▶ _YOUR GOAL_:
Produce a verbatim copy of the lines from the one holding "Tag one point" through the last line of the listing, and nothing else.

▶ _DATA EXCERPTS_:
· · · ·

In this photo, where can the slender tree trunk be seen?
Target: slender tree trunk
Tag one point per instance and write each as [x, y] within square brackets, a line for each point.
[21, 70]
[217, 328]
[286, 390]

· · · ·

▶ _ANSWER BOX_:
Tag one point per instance and write each as [x, y] within square brackets, a line for each point.
[21, 70]
[217, 328]
[286, 390]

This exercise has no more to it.